### Task inputs
+ + + + + + +

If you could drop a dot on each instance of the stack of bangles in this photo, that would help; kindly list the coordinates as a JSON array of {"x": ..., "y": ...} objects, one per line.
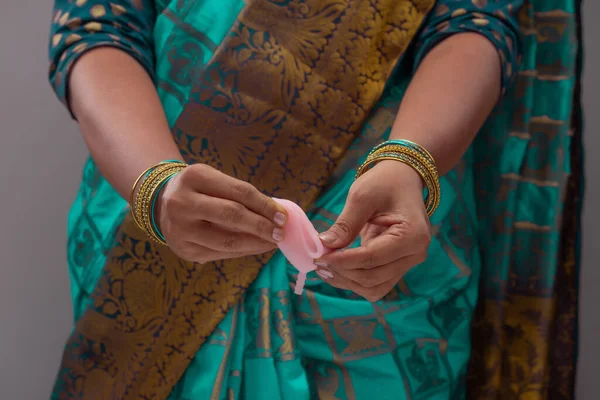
[
  {"x": 143, "y": 200},
  {"x": 416, "y": 157}
]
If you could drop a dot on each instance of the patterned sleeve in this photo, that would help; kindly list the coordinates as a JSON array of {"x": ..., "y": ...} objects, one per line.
[
  {"x": 81, "y": 25},
  {"x": 494, "y": 19}
]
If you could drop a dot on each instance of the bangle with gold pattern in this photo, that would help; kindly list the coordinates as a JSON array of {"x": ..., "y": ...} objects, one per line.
[{"x": 413, "y": 155}]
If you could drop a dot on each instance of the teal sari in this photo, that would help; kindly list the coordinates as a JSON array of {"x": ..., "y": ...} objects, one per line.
[{"x": 503, "y": 249}]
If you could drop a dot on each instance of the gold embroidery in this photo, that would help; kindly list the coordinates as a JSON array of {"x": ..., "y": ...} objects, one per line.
[{"x": 285, "y": 137}]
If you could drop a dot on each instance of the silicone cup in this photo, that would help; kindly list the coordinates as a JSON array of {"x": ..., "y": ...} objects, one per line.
[{"x": 301, "y": 244}]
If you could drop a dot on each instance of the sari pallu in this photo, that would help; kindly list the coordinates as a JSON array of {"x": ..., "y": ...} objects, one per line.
[{"x": 139, "y": 333}]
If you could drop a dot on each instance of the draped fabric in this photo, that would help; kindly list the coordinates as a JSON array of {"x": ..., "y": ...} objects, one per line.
[
  {"x": 529, "y": 184},
  {"x": 149, "y": 325}
]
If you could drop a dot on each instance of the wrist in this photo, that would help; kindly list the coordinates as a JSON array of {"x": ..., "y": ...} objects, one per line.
[{"x": 401, "y": 174}]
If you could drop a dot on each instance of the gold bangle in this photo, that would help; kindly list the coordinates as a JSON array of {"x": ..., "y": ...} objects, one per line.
[
  {"x": 414, "y": 156},
  {"x": 144, "y": 175},
  {"x": 141, "y": 201}
]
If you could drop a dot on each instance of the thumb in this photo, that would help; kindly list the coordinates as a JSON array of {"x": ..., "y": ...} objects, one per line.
[{"x": 346, "y": 228}]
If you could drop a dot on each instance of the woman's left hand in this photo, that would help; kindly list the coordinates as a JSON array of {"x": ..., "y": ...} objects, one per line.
[{"x": 385, "y": 206}]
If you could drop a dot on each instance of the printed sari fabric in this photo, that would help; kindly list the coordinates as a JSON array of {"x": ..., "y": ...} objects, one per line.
[{"x": 257, "y": 89}]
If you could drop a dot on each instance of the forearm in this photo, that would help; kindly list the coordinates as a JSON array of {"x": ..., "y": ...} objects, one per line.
[
  {"x": 452, "y": 93},
  {"x": 120, "y": 116}
]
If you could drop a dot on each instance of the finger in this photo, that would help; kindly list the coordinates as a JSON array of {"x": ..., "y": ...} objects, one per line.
[
  {"x": 214, "y": 183},
  {"x": 214, "y": 237},
  {"x": 390, "y": 246},
  {"x": 235, "y": 217},
  {"x": 371, "y": 294},
  {"x": 369, "y": 278},
  {"x": 351, "y": 221}
]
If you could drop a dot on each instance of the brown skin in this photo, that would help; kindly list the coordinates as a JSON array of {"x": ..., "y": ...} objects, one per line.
[
  {"x": 204, "y": 214},
  {"x": 126, "y": 136},
  {"x": 393, "y": 224}
]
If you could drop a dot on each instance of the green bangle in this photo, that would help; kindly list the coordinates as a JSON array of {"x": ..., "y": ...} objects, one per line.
[{"x": 153, "y": 207}]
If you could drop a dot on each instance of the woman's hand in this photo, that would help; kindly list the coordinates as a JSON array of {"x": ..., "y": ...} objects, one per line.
[
  {"x": 206, "y": 215},
  {"x": 385, "y": 206}
]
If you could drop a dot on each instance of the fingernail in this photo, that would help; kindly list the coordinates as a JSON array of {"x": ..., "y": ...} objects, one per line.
[
  {"x": 280, "y": 219},
  {"x": 278, "y": 234},
  {"x": 328, "y": 237},
  {"x": 325, "y": 274}
]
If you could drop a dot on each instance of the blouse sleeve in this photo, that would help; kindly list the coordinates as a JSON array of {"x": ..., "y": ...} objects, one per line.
[
  {"x": 81, "y": 25},
  {"x": 494, "y": 19}
]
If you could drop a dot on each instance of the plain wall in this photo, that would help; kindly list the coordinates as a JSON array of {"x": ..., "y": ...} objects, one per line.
[{"x": 41, "y": 155}]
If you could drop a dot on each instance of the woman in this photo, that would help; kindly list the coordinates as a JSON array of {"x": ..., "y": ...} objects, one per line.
[{"x": 210, "y": 108}]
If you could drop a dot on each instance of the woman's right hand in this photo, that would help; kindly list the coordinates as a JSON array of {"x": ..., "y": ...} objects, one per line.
[{"x": 206, "y": 215}]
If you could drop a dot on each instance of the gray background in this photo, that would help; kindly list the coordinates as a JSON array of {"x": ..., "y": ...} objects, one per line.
[{"x": 41, "y": 154}]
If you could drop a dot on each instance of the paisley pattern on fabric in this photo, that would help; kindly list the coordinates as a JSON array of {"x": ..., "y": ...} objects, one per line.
[{"x": 142, "y": 321}]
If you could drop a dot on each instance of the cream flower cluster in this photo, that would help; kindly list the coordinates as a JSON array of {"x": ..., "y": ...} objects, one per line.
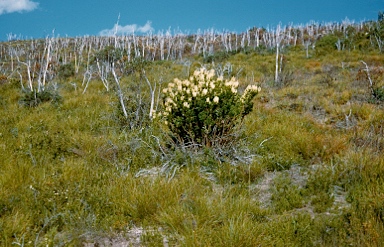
[
  {"x": 249, "y": 89},
  {"x": 201, "y": 84}
]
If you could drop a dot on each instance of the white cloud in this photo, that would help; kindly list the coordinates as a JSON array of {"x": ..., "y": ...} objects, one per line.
[
  {"x": 128, "y": 29},
  {"x": 10, "y": 6}
]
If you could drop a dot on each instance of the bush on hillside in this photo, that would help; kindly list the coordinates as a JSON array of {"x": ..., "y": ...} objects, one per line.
[{"x": 205, "y": 109}]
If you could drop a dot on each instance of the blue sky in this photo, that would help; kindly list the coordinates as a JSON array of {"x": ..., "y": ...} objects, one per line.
[{"x": 37, "y": 18}]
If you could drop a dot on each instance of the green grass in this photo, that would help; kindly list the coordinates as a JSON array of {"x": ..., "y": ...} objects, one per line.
[{"x": 74, "y": 173}]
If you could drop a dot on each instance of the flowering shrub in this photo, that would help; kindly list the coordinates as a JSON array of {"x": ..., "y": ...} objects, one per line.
[{"x": 204, "y": 109}]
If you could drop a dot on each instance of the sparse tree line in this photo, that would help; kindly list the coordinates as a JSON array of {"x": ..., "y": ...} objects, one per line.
[{"x": 39, "y": 61}]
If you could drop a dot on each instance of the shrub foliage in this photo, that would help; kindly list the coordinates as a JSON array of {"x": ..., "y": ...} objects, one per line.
[{"x": 205, "y": 109}]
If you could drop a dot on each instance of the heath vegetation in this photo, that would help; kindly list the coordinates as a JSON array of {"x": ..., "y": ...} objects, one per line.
[{"x": 262, "y": 138}]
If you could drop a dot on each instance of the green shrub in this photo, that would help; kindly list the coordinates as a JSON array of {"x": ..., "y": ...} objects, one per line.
[
  {"x": 205, "y": 109},
  {"x": 34, "y": 98}
]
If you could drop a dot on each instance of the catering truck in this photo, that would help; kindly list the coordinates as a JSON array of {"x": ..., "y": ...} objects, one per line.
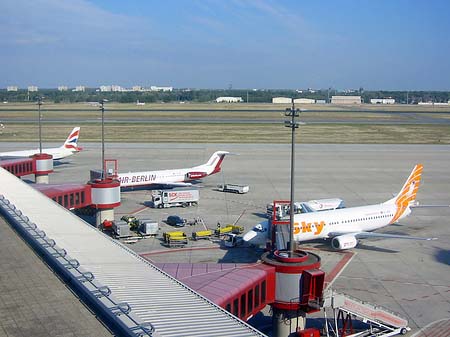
[{"x": 176, "y": 197}]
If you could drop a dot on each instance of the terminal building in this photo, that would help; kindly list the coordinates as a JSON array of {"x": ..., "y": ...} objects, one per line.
[
  {"x": 304, "y": 101},
  {"x": 229, "y": 99},
  {"x": 382, "y": 101},
  {"x": 281, "y": 100},
  {"x": 346, "y": 100}
]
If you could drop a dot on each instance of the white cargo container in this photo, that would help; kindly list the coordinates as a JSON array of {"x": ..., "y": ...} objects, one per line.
[
  {"x": 233, "y": 188},
  {"x": 184, "y": 197}
]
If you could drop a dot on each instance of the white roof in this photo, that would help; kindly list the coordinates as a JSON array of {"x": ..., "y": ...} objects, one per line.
[{"x": 154, "y": 296}]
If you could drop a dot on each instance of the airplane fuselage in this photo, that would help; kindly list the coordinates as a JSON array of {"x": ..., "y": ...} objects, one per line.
[
  {"x": 315, "y": 225},
  {"x": 133, "y": 179}
]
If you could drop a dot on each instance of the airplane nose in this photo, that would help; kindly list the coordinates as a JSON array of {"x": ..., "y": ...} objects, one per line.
[{"x": 249, "y": 236}]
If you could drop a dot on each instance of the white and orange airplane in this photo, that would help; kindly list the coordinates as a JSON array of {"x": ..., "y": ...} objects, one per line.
[
  {"x": 346, "y": 225},
  {"x": 175, "y": 177},
  {"x": 69, "y": 148}
]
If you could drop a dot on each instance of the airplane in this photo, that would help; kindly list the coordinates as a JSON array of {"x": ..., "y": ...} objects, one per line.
[
  {"x": 177, "y": 177},
  {"x": 345, "y": 226},
  {"x": 69, "y": 148}
]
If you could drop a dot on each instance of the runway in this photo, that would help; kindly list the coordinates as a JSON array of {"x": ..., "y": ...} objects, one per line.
[
  {"x": 342, "y": 117},
  {"x": 408, "y": 277}
]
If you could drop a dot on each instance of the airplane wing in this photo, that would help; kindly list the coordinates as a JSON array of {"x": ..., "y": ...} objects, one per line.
[
  {"x": 365, "y": 235},
  {"x": 170, "y": 185}
]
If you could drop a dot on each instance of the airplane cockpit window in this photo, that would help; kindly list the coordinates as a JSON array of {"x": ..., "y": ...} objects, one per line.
[{"x": 258, "y": 228}]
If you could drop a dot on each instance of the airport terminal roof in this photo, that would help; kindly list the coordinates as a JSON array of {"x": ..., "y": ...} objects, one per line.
[{"x": 172, "y": 308}]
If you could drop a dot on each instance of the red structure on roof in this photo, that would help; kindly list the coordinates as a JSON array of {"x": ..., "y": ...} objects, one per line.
[
  {"x": 70, "y": 195},
  {"x": 19, "y": 167}
]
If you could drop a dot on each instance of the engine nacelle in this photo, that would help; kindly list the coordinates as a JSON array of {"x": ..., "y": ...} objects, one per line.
[
  {"x": 344, "y": 242},
  {"x": 196, "y": 175}
]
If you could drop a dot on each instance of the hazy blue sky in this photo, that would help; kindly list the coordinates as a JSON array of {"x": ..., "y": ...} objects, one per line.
[{"x": 383, "y": 44}]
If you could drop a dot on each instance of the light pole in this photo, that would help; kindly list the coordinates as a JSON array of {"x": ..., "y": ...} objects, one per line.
[
  {"x": 292, "y": 112},
  {"x": 40, "y": 127},
  {"x": 102, "y": 108}
]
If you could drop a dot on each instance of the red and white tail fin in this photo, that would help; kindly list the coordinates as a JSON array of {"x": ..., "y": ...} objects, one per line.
[
  {"x": 407, "y": 194},
  {"x": 72, "y": 140},
  {"x": 213, "y": 164}
]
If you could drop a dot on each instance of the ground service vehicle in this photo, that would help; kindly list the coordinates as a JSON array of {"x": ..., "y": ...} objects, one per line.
[
  {"x": 233, "y": 188},
  {"x": 175, "y": 220},
  {"x": 186, "y": 196},
  {"x": 207, "y": 234},
  {"x": 175, "y": 239},
  {"x": 232, "y": 240},
  {"x": 148, "y": 227}
]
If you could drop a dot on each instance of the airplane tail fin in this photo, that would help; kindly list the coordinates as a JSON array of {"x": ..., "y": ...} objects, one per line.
[
  {"x": 213, "y": 164},
  {"x": 72, "y": 140},
  {"x": 407, "y": 194}
]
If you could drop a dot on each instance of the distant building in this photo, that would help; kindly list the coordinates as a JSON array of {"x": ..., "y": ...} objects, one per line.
[
  {"x": 434, "y": 103},
  {"x": 117, "y": 88},
  {"x": 156, "y": 88},
  {"x": 80, "y": 88},
  {"x": 304, "y": 101},
  {"x": 229, "y": 99},
  {"x": 281, "y": 100},
  {"x": 345, "y": 100},
  {"x": 382, "y": 101}
]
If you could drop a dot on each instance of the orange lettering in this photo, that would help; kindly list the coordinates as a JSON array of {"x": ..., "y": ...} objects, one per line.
[
  {"x": 306, "y": 227},
  {"x": 319, "y": 227}
]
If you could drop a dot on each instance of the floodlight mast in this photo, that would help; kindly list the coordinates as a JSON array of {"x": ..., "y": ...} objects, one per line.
[
  {"x": 102, "y": 108},
  {"x": 292, "y": 112},
  {"x": 39, "y": 120}
]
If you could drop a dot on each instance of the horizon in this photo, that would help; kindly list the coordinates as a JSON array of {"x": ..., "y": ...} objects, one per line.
[{"x": 214, "y": 45}]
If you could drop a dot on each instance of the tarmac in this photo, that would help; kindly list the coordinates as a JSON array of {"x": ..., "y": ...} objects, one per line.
[{"x": 406, "y": 276}]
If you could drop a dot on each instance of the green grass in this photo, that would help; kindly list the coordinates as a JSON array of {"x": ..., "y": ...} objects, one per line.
[{"x": 237, "y": 133}]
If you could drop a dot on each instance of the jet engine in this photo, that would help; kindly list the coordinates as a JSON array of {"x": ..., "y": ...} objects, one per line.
[
  {"x": 344, "y": 242},
  {"x": 196, "y": 175}
]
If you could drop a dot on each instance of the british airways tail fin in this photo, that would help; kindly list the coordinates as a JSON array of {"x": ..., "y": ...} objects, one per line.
[
  {"x": 72, "y": 140},
  {"x": 408, "y": 193}
]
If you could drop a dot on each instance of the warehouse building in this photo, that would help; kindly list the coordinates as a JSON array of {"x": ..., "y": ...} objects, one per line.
[
  {"x": 225, "y": 99},
  {"x": 281, "y": 100},
  {"x": 304, "y": 101},
  {"x": 382, "y": 101},
  {"x": 345, "y": 100}
]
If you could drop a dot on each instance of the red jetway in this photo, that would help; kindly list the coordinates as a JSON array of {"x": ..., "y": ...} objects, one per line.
[
  {"x": 242, "y": 289},
  {"x": 70, "y": 196},
  {"x": 19, "y": 167}
]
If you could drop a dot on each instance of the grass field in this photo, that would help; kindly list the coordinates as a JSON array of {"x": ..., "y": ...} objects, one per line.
[{"x": 345, "y": 132}]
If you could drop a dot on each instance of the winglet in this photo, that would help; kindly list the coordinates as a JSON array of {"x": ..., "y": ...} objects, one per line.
[
  {"x": 407, "y": 194},
  {"x": 71, "y": 141}
]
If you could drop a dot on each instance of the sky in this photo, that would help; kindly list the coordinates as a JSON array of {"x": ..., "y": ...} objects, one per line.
[{"x": 245, "y": 44}]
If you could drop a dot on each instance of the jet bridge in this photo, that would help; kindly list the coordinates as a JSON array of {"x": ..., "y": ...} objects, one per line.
[
  {"x": 380, "y": 321},
  {"x": 131, "y": 295}
]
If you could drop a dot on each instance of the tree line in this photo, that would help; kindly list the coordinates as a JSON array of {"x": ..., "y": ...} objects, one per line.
[{"x": 209, "y": 95}]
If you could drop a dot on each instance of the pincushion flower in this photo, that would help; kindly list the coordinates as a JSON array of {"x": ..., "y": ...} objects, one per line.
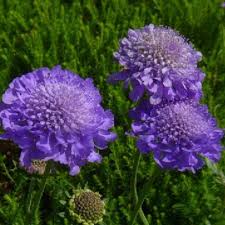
[
  {"x": 53, "y": 114},
  {"x": 178, "y": 134},
  {"x": 160, "y": 62}
]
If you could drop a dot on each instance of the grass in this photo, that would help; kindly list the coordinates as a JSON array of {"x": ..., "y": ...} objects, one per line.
[{"x": 82, "y": 36}]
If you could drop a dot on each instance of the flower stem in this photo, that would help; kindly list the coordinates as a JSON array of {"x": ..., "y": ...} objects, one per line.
[
  {"x": 41, "y": 190},
  {"x": 34, "y": 202},
  {"x": 134, "y": 190}
]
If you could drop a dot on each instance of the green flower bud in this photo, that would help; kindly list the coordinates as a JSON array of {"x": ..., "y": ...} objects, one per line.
[
  {"x": 86, "y": 207},
  {"x": 37, "y": 166}
]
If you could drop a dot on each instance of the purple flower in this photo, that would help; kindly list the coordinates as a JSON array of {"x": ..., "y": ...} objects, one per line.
[
  {"x": 178, "y": 133},
  {"x": 161, "y": 62},
  {"x": 54, "y": 114}
]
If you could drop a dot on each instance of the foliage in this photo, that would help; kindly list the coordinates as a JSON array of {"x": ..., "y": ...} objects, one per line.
[{"x": 82, "y": 36}]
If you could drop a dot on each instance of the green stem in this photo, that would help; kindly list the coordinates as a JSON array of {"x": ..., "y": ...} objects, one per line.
[
  {"x": 41, "y": 190},
  {"x": 34, "y": 203},
  {"x": 134, "y": 189},
  {"x": 7, "y": 172},
  {"x": 143, "y": 194}
]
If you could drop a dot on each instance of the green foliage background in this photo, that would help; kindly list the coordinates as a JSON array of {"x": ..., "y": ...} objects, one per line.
[{"x": 82, "y": 36}]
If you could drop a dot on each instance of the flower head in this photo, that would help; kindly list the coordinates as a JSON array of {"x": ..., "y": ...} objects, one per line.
[
  {"x": 55, "y": 114},
  {"x": 178, "y": 134},
  {"x": 161, "y": 62},
  {"x": 86, "y": 207}
]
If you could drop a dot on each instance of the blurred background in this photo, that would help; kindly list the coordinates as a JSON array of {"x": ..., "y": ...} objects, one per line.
[{"x": 81, "y": 35}]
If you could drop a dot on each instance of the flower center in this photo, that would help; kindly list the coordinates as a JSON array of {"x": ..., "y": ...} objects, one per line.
[
  {"x": 58, "y": 105},
  {"x": 178, "y": 123}
]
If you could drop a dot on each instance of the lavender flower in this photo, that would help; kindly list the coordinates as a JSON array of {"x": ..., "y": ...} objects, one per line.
[
  {"x": 160, "y": 61},
  {"x": 54, "y": 114},
  {"x": 178, "y": 134}
]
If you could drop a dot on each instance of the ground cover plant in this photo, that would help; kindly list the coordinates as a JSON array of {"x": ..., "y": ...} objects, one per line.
[{"x": 82, "y": 36}]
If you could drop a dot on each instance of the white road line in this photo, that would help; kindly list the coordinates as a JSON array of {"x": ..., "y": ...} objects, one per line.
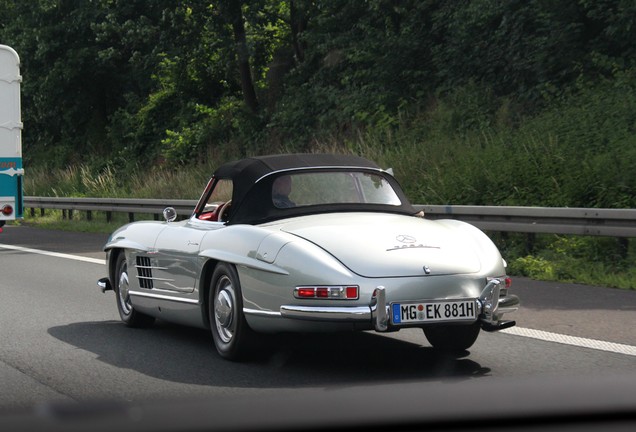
[
  {"x": 54, "y": 254},
  {"x": 572, "y": 340},
  {"x": 516, "y": 331}
]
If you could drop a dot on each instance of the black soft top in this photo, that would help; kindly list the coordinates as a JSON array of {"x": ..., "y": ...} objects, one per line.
[{"x": 252, "y": 179}]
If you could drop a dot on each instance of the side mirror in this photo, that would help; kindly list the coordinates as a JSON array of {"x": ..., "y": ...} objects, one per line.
[{"x": 169, "y": 214}]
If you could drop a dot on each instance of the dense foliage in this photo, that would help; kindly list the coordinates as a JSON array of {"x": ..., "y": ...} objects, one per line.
[{"x": 502, "y": 102}]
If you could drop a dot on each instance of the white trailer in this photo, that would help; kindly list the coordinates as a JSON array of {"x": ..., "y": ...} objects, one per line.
[{"x": 11, "y": 170}]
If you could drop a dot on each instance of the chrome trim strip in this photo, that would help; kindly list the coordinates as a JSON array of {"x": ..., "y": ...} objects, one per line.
[
  {"x": 163, "y": 297},
  {"x": 151, "y": 267},
  {"x": 508, "y": 304},
  {"x": 379, "y": 310},
  {"x": 327, "y": 313},
  {"x": 258, "y": 312}
]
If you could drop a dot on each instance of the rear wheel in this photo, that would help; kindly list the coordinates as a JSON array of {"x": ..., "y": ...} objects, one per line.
[
  {"x": 128, "y": 314},
  {"x": 452, "y": 337},
  {"x": 232, "y": 336}
]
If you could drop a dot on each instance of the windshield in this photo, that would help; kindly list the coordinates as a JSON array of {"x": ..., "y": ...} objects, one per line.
[{"x": 318, "y": 188}]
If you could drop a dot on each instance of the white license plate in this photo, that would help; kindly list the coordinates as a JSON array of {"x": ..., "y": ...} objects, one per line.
[{"x": 434, "y": 311}]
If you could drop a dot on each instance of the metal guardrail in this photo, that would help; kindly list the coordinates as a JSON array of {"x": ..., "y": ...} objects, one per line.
[{"x": 545, "y": 220}]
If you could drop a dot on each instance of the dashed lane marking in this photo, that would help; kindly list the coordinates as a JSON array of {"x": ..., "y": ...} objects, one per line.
[{"x": 572, "y": 340}]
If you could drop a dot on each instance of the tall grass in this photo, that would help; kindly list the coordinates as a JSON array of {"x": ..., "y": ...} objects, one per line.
[{"x": 581, "y": 152}]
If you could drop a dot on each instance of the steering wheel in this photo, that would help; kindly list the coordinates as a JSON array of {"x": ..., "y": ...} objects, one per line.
[{"x": 223, "y": 211}]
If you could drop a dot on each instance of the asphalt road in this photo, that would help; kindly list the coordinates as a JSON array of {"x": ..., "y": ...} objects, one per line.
[{"x": 62, "y": 344}]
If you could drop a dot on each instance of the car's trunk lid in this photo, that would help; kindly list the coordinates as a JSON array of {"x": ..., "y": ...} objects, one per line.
[{"x": 387, "y": 245}]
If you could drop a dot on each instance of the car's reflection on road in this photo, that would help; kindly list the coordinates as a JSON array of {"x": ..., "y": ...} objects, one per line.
[{"x": 186, "y": 355}]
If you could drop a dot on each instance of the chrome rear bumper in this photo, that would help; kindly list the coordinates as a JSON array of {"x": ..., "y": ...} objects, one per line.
[{"x": 491, "y": 307}]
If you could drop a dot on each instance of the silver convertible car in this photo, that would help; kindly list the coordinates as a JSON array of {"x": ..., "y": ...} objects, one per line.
[{"x": 306, "y": 243}]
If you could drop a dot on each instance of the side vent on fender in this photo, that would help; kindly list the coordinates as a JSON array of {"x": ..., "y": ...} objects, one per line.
[{"x": 144, "y": 272}]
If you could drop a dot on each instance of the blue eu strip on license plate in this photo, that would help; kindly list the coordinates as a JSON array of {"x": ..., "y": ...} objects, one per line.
[{"x": 407, "y": 313}]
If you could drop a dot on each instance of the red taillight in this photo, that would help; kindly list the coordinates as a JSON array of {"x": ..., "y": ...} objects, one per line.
[
  {"x": 327, "y": 292},
  {"x": 305, "y": 292},
  {"x": 322, "y": 292}
]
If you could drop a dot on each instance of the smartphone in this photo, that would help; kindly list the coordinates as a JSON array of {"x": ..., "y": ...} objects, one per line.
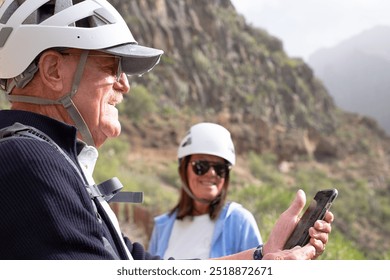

+ + + + + + +

### Aim of the task
Find every line in the rows above that contains the word "foliage", matching case exactly, and copy each of those lines.

### The result
If you could drop a dot on each instance of the shrub foliage in this photo, that would help; kindly list the coordinates as a JSON array of {"x": ..., "y": ...} objects, one per line.
If you could drop a dot on each instance of the foliage in this photo, that would help; kindly list the coordinates as a JSON array of {"x": ..., "y": ...} objects, one per line.
If you could drop a dot on each instance of the green foliage background in this photo, that would help; kindly list the coordinates as a JSON array of {"x": ..., "y": ...} objects, one per line.
If you could drop a dot on each instance of the dense foliage in this photo, that would help; kindly list the coordinates as a JSON array of {"x": ..., "y": ...} objects, one per line.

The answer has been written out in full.